Task to complete
Copy out every record below with complete accuracy.

• • • • • • •

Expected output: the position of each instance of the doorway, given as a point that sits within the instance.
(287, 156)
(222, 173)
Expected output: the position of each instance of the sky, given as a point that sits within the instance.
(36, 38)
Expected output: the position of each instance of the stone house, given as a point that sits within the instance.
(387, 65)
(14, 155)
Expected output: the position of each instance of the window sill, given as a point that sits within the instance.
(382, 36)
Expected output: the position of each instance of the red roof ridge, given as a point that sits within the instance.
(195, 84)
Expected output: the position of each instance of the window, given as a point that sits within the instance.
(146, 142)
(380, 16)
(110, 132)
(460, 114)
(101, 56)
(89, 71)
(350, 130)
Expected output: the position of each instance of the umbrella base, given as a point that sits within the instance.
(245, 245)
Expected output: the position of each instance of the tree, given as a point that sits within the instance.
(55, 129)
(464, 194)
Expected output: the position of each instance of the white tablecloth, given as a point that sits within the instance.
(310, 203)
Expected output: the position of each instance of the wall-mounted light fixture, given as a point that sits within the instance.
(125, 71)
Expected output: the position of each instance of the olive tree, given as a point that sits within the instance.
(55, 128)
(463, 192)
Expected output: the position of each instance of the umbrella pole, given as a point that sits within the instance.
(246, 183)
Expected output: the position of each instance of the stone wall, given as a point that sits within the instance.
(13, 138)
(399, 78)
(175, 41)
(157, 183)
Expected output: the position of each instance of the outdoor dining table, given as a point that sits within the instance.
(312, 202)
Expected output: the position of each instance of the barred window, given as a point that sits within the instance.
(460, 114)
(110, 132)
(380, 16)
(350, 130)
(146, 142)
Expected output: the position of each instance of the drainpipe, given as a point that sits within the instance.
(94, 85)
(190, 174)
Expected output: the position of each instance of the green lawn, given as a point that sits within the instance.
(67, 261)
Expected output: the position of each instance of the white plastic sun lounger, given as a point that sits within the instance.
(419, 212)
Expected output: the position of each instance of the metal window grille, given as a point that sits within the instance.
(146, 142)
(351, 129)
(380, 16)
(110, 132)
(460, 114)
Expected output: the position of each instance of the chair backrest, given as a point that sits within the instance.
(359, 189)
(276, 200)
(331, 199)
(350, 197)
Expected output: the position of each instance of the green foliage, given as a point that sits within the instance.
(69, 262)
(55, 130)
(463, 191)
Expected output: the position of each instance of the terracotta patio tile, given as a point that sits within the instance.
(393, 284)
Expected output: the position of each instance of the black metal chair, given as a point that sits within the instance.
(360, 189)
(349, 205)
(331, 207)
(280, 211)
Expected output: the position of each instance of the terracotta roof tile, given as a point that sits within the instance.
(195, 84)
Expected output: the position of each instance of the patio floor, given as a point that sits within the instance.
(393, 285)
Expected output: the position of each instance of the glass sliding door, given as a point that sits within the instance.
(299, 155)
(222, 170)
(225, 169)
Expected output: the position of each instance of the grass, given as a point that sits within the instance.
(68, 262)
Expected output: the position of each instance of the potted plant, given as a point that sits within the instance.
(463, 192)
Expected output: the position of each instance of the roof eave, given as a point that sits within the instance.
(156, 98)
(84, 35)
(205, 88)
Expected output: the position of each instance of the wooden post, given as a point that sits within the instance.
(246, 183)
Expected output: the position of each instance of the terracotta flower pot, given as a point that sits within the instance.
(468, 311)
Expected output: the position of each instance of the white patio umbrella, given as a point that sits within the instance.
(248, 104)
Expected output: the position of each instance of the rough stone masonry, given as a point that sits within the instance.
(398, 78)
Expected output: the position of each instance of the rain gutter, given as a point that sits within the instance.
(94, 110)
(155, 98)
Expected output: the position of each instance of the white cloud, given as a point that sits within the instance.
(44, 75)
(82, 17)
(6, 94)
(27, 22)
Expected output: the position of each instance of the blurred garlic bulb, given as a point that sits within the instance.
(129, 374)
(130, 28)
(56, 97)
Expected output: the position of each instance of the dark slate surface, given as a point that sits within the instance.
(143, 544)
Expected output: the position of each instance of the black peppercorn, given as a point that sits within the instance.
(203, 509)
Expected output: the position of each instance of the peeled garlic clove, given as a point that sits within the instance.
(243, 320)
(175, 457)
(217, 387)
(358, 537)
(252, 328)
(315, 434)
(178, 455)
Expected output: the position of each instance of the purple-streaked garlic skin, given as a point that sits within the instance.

• • • • • • •

Exercise answer
Expected output: the position of each instance of the doorway, given as a point that sits within the instance.
(287, 156)
(222, 173)
Expected output: the position of each instance of the sky, given as a point that sits within the instance.
(36, 38)
Expected output: the position of each instance of the stone house, given as a point that sits within the instance.
(387, 65)
(14, 155)
Expected output: the position of each instance of the window sill, given as a point that sits within the instance.
(382, 36)
Expected output: the position of each instance of the red roof ridge, given as a point that sits within the instance.
(195, 84)
Expected output: the position of each instance of the window, given as a point that sits within the instance.
(146, 142)
(380, 16)
(110, 132)
(460, 114)
(101, 56)
(89, 71)
(350, 130)
Expected output: the position of each instance of the umbrella base, given as a point that sits within the instance.
(245, 245)
Expected output: the position of each instance of the tree, given as a point that sits within the instance.
(55, 129)
(464, 194)
Expected output: the position of each instance of the white tablecloth, given as a point that sits within the instance.
(310, 203)
Expected output: the position of each instance of the wall-mounted light fixture, given as a point that sits within the instance.
(125, 71)
Expected output: the position of each instance of the olive tree, given as a point that sits within the instance.
(55, 128)
(463, 192)
Expected output: the position of each instance of the umbrella pole, given as a point that sits within the instance.
(246, 183)
Expected output: the position of each instance of the stone wall, given as a point that sits within the instance.
(13, 138)
(399, 78)
(175, 41)
(157, 183)
Expected output: the position of each instance of the outdoor dining table, given as a point that sits within the instance.
(312, 202)
Expected output: the position of each instance of the barred window, given as a point that sits within the instance.
(460, 114)
(110, 132)
(380, 16)
(350, 130)
(146, 142)
Expected output: the position of each instance of the drainpipe, given as a point that sits within the instance.
(94, 85)
(190, 174)
Expected output: the position of each instance of the green lawn, given as a point that sits within the instance.
(67, 261)
Expected output: the position of each instance of the white plastic sun lounger, given as a point that sits within the instance.
(419, 212)
Expected output: the position of each instance of the metal window grille, given as a point that sits within the instance.
(146, 142)
(351, 129)
(380, 16)
(110, 132)
(460, 114)
Expected output: the position of each instance of the chair backrest, given as a point that sits within the instance.
(359, 189)
(276, 200)
(331, 199)
(350, 197)
Expected output: the position of each instance of the green foliage, given as a point that sits within the instance.
(69, 262)
(55, 130)
(463, 191)
Expected output: the position of each instance of the terracotta patio tile, given as a point that sits within the instance.
(393, 284)
Expected output: the position of each instance of the black metal chair, given as a point that sits within the instance.
(360, 189)
(349, 205)
(331, 207)
(280, 211)
Expected output: the position of each instance of the terracotta roof tile, given as a point that sits within the instance.
(195, 84)
Expected output: the position of each instance of the patio floor, given as a point that sits within the instance.
(393, 285)
Expected output: the position of each instance of the glass sliding door, given as a point that sits within the instance.
(299, 155)
(222, 170)
(225, 169)
Expected output: the position of each instance of the grass, given as a point that sits within the instance.
(68, 262)
Expected output: the position of each instance of the potted plant, given as a point that sits within the instance.
(463, 192)
Expected output: the position of each instance of the roof eave, given as a point that sits within the instance.
(156, 98)
(84, 35)
(205, 88)
Expected output: the position of each instance of the wooden post, given as a point that sits within the instance.
(246, 183)
Expected output: the position of each instance of the terracotta flower pot, given as a point that sits within the instance.
(468, 311)
Expected output: the position of each instance of the white patio umbrella, given as a point that sits within the instance.
(248, 104)
Expected output: the position of each instance of the rough stone masonry, given as a point that sits within the instance.
(398, 78)
Expected output: the position of each instance of the rain gutter, given as a point that sits within the instance.
(94, 110)
(155, 98)
Expected output: the position of each instance of the white cloud, given as a point that sits within the instance.
(44, 75)
(82, 17)
(6, 94)
(27, 22)
Expected output: the position of each instance of the blurred garlic bulb, given as a point that sits within the instance.
(129, 374)
(130, 28)
(56, 97)
Expected output: the position of each instance of the dark slate surface, given as a point that sits within the instance.
(143, 544)
Expected output: the position of each instance of the black peppercorn, given as a point that sits within the instance.
(203, 509)
Expected output: the position of each instance of the peeled garlic clove, given as a point that sits within the instance.
(243, 320)
(175, 457)
(217, 387)
(358, 537)
(252, 328)
(315, 434)
(178, 455)
Expected output: the position of each instance of the purple-streaked garlic skin, given as a point that sits within the instance.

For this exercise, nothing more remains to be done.